● Records provided
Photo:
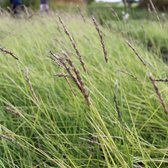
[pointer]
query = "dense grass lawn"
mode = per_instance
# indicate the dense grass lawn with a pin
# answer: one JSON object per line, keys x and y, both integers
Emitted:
{"x": 45, "y": 121}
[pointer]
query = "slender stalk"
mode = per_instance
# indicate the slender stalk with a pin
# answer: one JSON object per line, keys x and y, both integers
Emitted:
{"x": 8, "y": 53}
{"x": 101, "y": 38}
{"x": 158, "y": 93}
{"x": 136, "y": 53}
{"x": 73, "y": 43}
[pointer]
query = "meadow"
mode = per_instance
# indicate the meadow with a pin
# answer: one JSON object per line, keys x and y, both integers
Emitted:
{"x": 79, "y": 92}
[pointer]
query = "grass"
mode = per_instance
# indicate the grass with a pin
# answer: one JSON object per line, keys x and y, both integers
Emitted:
{"x": 50, "y": 127}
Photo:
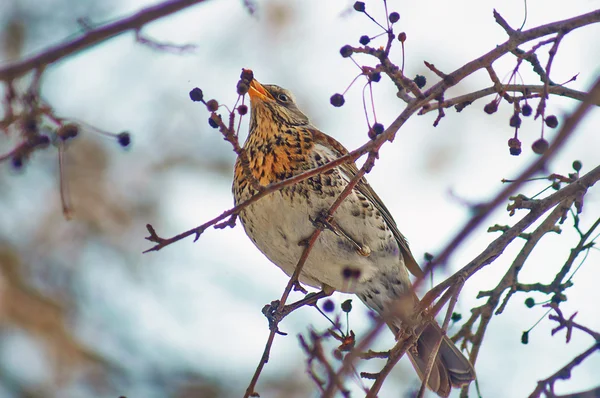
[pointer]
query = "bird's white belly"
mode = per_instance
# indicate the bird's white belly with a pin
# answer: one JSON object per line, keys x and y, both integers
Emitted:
{"x": 278, "y": 225}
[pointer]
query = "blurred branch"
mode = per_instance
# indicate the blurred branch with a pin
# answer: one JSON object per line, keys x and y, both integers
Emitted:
{"x": 92, "y": 37}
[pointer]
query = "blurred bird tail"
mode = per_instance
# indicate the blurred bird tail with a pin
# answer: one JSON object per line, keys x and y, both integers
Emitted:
{"x": 450, "y": 369}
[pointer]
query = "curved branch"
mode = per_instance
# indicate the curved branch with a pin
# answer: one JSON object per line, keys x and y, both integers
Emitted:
{"x": 93, "y": 37}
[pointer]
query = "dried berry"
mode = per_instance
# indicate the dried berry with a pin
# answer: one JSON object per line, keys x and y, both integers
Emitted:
{"x": 124, "y": 139}
{"x": 420, "y": 81}
{"x": 551, "y": 121}
{"x": 529, "y": 302}
{"x": 247, "y": 76}
{"x": 346, "y": 51}
{"x": 515, "y": 120}
{"x": 540, "y": 146}
{"x": 212, "y": 105}
{"x": 490, "y": 108}
{"x": 196, "y": 95}
{"x": 347, "y": 306}
{"x": 337, "y": 100}
{"x": 359, "y": 6}
{"x": 514, "y": 146}
{"x": 242, "y": 88}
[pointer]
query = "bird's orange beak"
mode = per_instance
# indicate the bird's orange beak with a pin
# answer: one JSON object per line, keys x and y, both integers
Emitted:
{"x": 258, "y": 92}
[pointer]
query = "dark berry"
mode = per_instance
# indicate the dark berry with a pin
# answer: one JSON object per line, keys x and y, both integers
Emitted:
{"x": 124, "y": 139}
{"x": 242, "y": 88}
{"x": 347, "y": 305}
{"x": 212, "y": 105}
{"x": 420, "y": 81}
{"x": 525, "y": 338}
{"x": 515, "y": 121}
{"x": 247, "y": 75}
{"x": 491, "y": 107}
{"x": 328, "y": 306}
{"x": 337, "y": 100}
{"x": 529, "y": 302}
{"x": 17, "y": 161}
{"x": 346, "y": 51}
{"x": 359, "y": 6}
{"x": 375, "y": 77}
{"x": 514, "y": 146}
{"x": 551, "y": 121}
{"x": 196, "y": 95}
{"x": 378, "y": 128}
{"x": 540, "y": 146}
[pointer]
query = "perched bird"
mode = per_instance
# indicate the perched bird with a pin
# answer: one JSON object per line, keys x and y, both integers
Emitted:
{"x": 360, "y": 250}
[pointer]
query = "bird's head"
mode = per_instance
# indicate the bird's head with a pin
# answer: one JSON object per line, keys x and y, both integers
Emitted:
{"x": 271, "y": 103}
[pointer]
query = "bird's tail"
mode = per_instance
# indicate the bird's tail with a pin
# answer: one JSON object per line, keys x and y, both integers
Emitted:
{"x": 450, "y": 369}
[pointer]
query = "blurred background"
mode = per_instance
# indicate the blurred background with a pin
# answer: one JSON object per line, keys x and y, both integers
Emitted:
{"x": 83, "y": 313}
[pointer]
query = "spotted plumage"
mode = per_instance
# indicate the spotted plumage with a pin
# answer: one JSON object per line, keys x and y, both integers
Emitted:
{"x": 360, "y": 250}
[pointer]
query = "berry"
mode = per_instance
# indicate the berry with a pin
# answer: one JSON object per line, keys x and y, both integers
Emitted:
{"x": 67, "y": 131}
{"x": 196, "y": 95}
{"x": 490, "y": 108}
{"x": 347, "y": 306}
{"x": 420, "y": 81}
{"x": 529, "y": 302}
{"x": 247, "y": 76}
{"x": 17, "y": 161}
{"x": 124, "y": 139}
{"x": 328, "y": 306}
{"x": 359, "y": 6}
{"x": 551, "y": 121}
{"x": 212, "y": 105}
{"x": 514, "y": 146}
{"x": 378, "y": 128}
{"x": 337, "y": 100}
{"x": 540, "y": 146}
{"x": 242, "y": 88}
{"x": 515, "y": 121}
{"x": 346, "y": 51}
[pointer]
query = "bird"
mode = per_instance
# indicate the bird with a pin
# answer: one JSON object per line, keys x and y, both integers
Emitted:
{"x": 360, "y": 249}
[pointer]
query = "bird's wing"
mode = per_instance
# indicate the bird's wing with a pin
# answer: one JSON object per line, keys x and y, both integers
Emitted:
{"x": 364, "y": 188}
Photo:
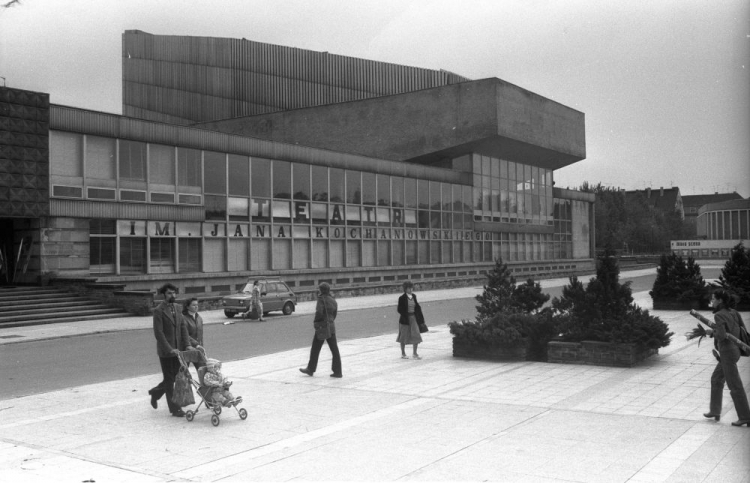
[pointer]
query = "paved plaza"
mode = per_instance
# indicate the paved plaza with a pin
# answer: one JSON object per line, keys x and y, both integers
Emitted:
{"x": 439, "y": 418}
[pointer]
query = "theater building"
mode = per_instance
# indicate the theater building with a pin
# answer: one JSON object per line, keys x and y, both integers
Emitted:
{"x": 721, "y": 226}
{"x": 237, "y": 159}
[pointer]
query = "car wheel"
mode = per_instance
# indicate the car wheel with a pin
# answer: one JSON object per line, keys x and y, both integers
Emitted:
{"x": 288, "y": 308}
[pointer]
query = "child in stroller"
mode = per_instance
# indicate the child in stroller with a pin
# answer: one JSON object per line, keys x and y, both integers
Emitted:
{"x": 215, "y": 386}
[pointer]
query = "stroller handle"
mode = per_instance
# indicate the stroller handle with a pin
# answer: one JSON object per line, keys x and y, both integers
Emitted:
{"x": 188, "y": 356}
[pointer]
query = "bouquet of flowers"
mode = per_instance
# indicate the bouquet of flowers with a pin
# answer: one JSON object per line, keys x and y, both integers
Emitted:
{"x": 698, "y": 332}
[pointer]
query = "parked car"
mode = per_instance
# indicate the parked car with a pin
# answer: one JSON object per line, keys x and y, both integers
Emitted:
{"x": 274, "y": 294}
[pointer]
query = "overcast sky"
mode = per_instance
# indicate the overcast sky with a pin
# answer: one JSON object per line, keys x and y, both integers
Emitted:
{"x": 664, "y": 84}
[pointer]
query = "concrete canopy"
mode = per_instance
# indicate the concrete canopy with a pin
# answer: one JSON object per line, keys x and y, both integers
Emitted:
{"x": 488, "y": 116}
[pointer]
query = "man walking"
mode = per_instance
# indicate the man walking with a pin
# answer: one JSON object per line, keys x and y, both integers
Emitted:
{"x": 171, "y": 337}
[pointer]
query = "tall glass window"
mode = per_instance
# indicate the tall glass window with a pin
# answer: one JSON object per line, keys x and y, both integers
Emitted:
{"x": 132, "y": 160}
{"x": 239, "y": 175}
{"x": 100, "y": 157}
{"x": 216, "y": 173}
{"x": 132, "y": 255}
{"x": 384, "y": 190}
{"x": 102, "y": 241}
{"x": 282, "y": 179}
{"x": 353, "y": 187}
{"x": 319, "y": 183}
{"x": 301, "y": 181}
{"x": 189, "y": 167}
{"x": 161, "y": 164}
{"x": 66, "y": 153}
{"x": 261, "y": 178}
{"x": 336, "y": 186}
{"x": 397, "y": 191}
{"x": 369, "y": 193}
{"x": 190, "y": 255}
{"x": 162, "y": 255}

● What is required
Gather every line in the rows above that contains the string "dark", matching case exactly.

● Solution
query = "dark berry"
# indicate the dark berry with a pin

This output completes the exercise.